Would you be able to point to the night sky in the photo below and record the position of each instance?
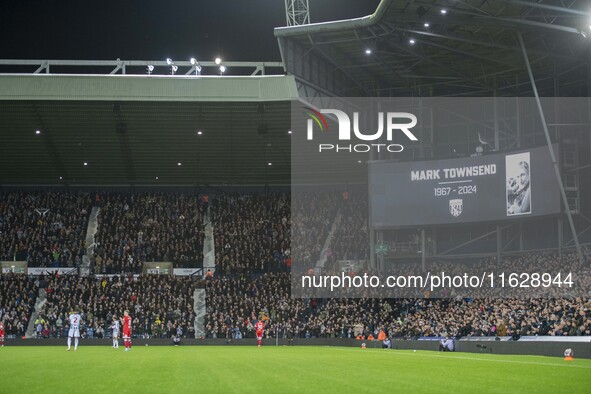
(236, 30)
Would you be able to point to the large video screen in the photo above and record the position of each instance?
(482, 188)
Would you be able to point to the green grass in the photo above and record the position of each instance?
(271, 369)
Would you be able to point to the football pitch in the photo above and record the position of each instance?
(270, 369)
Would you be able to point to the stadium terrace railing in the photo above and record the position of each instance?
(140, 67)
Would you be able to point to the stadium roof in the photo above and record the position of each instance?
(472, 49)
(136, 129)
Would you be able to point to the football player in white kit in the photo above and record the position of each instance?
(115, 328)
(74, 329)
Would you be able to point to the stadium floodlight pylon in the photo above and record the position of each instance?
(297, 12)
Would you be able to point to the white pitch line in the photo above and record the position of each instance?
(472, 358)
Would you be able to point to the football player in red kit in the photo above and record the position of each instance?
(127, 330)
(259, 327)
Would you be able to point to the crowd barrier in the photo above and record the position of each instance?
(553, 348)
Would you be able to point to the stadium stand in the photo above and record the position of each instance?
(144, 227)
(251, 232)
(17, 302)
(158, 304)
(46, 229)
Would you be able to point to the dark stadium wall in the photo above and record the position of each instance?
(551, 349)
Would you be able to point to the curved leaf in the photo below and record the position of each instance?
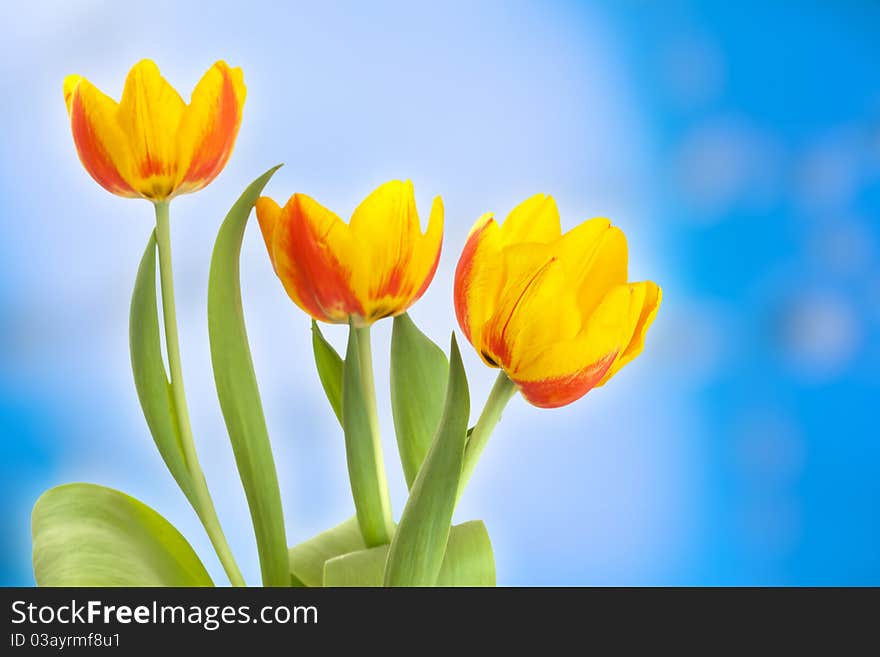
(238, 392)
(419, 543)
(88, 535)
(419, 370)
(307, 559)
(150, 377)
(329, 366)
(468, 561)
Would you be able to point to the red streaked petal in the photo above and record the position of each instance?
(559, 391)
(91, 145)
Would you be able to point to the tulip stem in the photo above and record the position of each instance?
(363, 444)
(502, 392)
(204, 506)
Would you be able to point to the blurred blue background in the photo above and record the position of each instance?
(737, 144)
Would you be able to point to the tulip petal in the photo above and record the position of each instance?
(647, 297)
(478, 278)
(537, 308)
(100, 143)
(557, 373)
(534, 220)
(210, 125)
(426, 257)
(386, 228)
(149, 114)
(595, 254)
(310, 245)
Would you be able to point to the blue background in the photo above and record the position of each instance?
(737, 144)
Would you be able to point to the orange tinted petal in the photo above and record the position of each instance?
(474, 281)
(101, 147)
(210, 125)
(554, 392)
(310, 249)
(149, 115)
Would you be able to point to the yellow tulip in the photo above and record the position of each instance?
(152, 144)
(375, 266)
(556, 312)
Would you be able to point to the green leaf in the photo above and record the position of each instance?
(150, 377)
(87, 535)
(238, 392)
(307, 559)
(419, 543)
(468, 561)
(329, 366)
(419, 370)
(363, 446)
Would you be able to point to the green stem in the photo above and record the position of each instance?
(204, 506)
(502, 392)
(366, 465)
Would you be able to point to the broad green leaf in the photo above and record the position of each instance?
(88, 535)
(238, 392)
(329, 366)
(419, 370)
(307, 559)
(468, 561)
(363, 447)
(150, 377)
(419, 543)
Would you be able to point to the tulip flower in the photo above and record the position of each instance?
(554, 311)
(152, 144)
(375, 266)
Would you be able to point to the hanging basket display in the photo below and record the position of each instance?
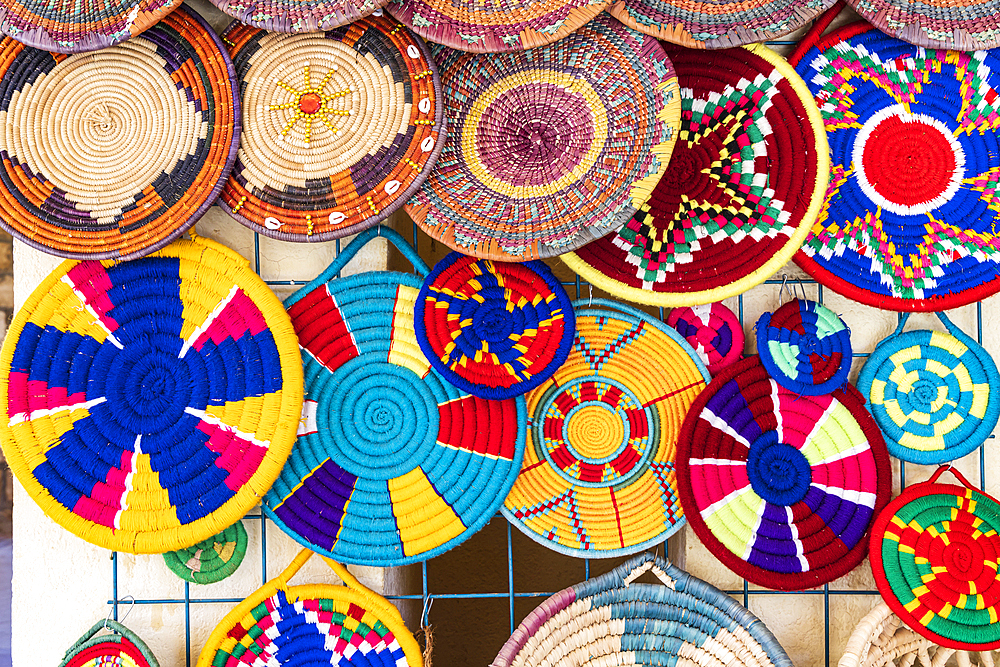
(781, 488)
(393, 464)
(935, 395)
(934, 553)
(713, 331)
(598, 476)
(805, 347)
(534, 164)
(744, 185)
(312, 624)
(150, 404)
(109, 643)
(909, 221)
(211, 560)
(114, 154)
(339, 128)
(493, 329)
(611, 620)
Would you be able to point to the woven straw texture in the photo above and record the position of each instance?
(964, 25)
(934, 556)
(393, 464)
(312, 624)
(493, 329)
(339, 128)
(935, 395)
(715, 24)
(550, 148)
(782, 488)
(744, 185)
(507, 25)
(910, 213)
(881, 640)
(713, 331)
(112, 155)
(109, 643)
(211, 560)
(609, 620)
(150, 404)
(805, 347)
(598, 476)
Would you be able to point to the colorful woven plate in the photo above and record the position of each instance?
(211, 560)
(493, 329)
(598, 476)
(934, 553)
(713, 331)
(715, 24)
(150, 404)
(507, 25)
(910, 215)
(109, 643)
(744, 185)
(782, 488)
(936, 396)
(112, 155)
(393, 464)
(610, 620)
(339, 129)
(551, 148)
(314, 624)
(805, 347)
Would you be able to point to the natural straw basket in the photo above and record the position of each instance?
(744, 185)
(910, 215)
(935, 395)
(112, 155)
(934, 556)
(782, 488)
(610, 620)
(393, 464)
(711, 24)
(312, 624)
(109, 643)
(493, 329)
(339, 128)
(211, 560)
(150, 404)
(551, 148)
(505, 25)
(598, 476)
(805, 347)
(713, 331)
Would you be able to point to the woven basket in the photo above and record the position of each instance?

*TASK ITEM*. Everything in the listing is to be returned word for word, except the pictures.

*OUTPUT BELOW*.
Would you be able to point to the night sky in the photo below and record the position of each instance?
(236, 30)
Would you be able to point to the large video screen in the photo above and record the position of each instance?
(482, 188)
Would you be able to point to the green grass in the photo above and record the position of each instance?
(271, 369)
Would you be able to point to the football pitch in the photo above and record the position of each instance?
(270, 369)
Would you be able to point to the stadium terrace railing in the photo above and record the position of each instance?
(140, 67)
Would you be able to point to the stadium roof in the photo above and record the position of each instance?
(472, 49)
(136, 129)
Would you be able to point to the football player in white kit in the photo above and record the position of each instance?
(115, 328)
(74, 329)
Would you be able to point to the stadium floodlight pylon in the photo above and record the position of each instance?
(297, 12)
Would you be able to point to the white pitch line in the photo above and record the position of each instance?
(472, 358)
Would you be able to point to the football player in red kit in the photo above and record the position of each instance?
(127, 330)
(259, 327)
Would you be able to point to the crowd barrier in the photo above and record the position of each instance?
(553, 348)
Would you be able to point to the stadium stand in the photo above and record the position of each instance?
(144, 227)
(251, 232)
(17, 302)
(158, 304)
(46, 229)
Would you be able to point to the dark stadium wall in the photo above and record the position of each instance?
(551, 349)
Would you be able to point to the curved leaf in the photo below and record the position of each instance?
(238, 392)
(419, 543)
(88, 535)
(419, 370)
(307, 559)
(150, 377)
(329, 366)
(468, 561)
Would you be able to point to the red streaked petal in the photo above and record the position of each instance?
(559, 391)
(91, 145)
Would you be able to point to the tulip stem in the photo above and record the position of each instance?
(363, 444)
(502, 392)
(204, 506)
Would you be able to point to the blurred blue background in the photo above and record the position of each instance?
(737, 144)
Would you be able to point to the tulip petal in the photo above and record the position of each instance?
(647, 297)
(478, 278)
(537, 308)
(100, 143)
(557, 373)
(534, 220)
(210, 125)
(426, 257)
(386, 228)
(149, 114)
(595, 254)
(310, 245)
Would you be able to point to the blue background in the photo above and record the position of each instance?
(737, 144)
Would you be able to point to the orange tinted petal in the photo above and record the position of each instance?
(474, 281)
(101, 147)
(210, 125)
(554, 392)
(310, 249)
(149, 115)
Would you be able to point to the yellow tulip in the photo above and record the position of each instance?
(152, 144)
(375, 266)
(556, 312)
Would you be able to point to the green leaf in the photo above and record the position of each instance?
(150, 377)
(87, 535)
(238, 392)
(307, 559)
(419, 543)
(468, 561)
(329, 366)
(419, 370)
(363, 446)
Would you be able to point to the green stem in the photo above and record the position of each instance?
(204, 506)
(502, 392)
(366, 465)
Would you be able to point to the broad green leaf in the photo above and record the position of each instance?
(88, 535)
(238, 392)
(329, 366)
(419, 370)
(307, 559)
(468, 561)
(363, 447)
(150, 377)
(419, 543)
Would you be able to point to the tulip flower in the photo above and record the position of each instance?
(554, 311)
(152, 144)
(375, 266)
Would you be able to point to the hanging basket display in the photo below and record the position of each instance?
(781, 488)
(393, 464)
(935, 395)
(934, 553)
(713, 331)
(598, 476)
(805, 347)
(534, 164)
(744, 185)
(312, 624)
(150, 404)
(109, 643)
(909, 221)
(211, 560)
(114, 154)
(339, 128)
(493, 329)
(611, 620)
Would you be able to point to the woven straw texture in the photo above and record the position of each instance?
(964, 25)
(934, 556)
(393, 464)
(312, 624)
(493, 329)
(339, 128)
(935, 395)
(715, 24)
(550, 148)
(782, 488)
(744, 185)
(507, 25)
(910, 213)
(881, 640)
(713, 331)
(112, 155)
(109, 643)
(211, 560)
(609, 620)
(150, 404)
(805, 347)
(598, 476)
Would you be able to point to the colorful woven plate in the photo above and record the position of each instance?
(211, 560)
(493, 329)
(598, 476)
(934, 553)
(713, 331)
(715, 24)
(150, 404)
(507, 25)
(910, 215)
(109, 643)
(744, 185)
(782, 488)
(936, 396)
(112, 155)
(393, 464)
(610, 620)
(339, 129)
(551, 148)
(314, 624)
(805, 347)
Would you be able to point to the natural straw basket in the photo above and record the position of each instance?
(744, 185)
(910, 215)
(935, 395)
(112, 155)
(934, 556)
(782, 488)
(610, 620)
(393, 464)
(711, 24)
(312, 624)
(109, 643)
(493, 329)
(339, 128)
(211, 560)
(150, 404)
(551, 148)
(505, 25)
(598, 476)
(805, 347)
(713, 331)
Would you be able to point to the woven basket in the photo above and record the position of each instance?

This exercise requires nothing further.